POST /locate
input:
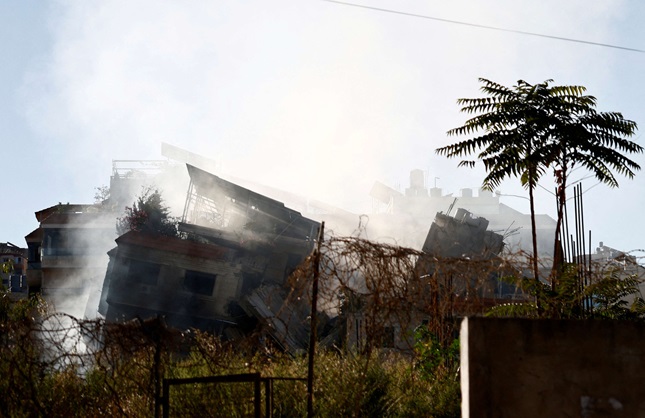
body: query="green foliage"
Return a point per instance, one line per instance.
(115, 374)
(526, 129)
(101, 194)
(148, 214)
(610, 296)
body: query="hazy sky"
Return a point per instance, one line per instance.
(306, 95)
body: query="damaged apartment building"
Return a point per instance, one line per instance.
(459, 273)
(225, 273)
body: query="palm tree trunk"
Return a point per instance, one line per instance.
(536, 272)
(558, 254)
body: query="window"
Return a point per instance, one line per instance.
(143, 272)
(198, 282)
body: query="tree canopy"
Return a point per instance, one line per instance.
(148, 214)
(524, 130)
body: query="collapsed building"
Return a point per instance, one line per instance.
(225, 274)
(227, 271)
(14, 268)
(67, 255)
(458, 273)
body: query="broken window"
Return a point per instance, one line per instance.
(198, 282)
(143, 272)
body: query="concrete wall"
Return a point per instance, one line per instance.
(547, 368)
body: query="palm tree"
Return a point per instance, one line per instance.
(514, 125)
(528, 128)
(596, 141)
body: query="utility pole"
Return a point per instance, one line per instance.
(313, 324)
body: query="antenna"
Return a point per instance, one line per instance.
(451, 205)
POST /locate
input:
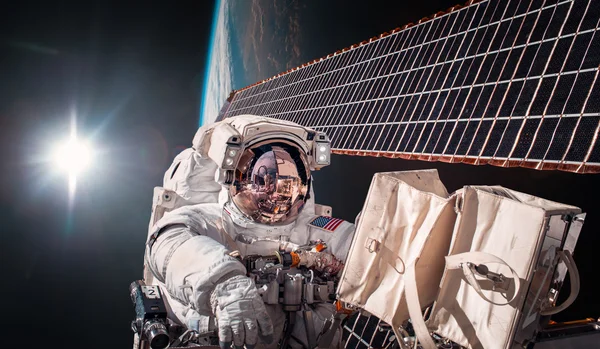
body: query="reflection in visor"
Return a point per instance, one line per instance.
-------
_DIRECTIONS:_ Write the listing out a second time exactly, dropping all images.

_TASK RESULT:_
POST /locate
input:
body: query="green foliage"
Return a point per instance, one line per instance.
(115, 374)
(526, 129)
(101, 194)
(148, 214)
(610, 296)
body: query="hazy sky"
Return a point per instance, one line per instance.
(306, 95)
body: query="damaged apartment building"
Return a point per instance, one line per instance.
(459, 273)
(225, 273)
body: query="palm tree trunk"
Return a point per instance, one line per instance.
(536, 272)
(558, 254)
body: query="window"
Return a point per instance, one line per instance.
(143, 272)
(198, 282)
body: query="tree canopy"
Return a point per instance, one line per instance.
(148, 214)
(524, 130)
body: query="collapsed building"
Return a point per instance, one line per instance.
(225, 274)
(227, 271)
(14, 268)
(67, 255)
(458, 273)
body: query="broken window"
Return a point per instance, one line per instance.
(198, 282)
(143, 272)
body: query="concrete wall"
Return a point per instance, one line per instance.
(547, 368)
body: query="palm tree"
Return a point per instance, one line per instance.
(514, 125)
(528, 128)
(596, 141)
body: query="utility pole"
Return a point per instance, one line per instance.
(313, 324)
body: query="antenna"
Return a point per instance, one line per instance.
(451, 205)
POST /locate
input:
body: query="reflection in visor"
Return a point per instance, one line per instance.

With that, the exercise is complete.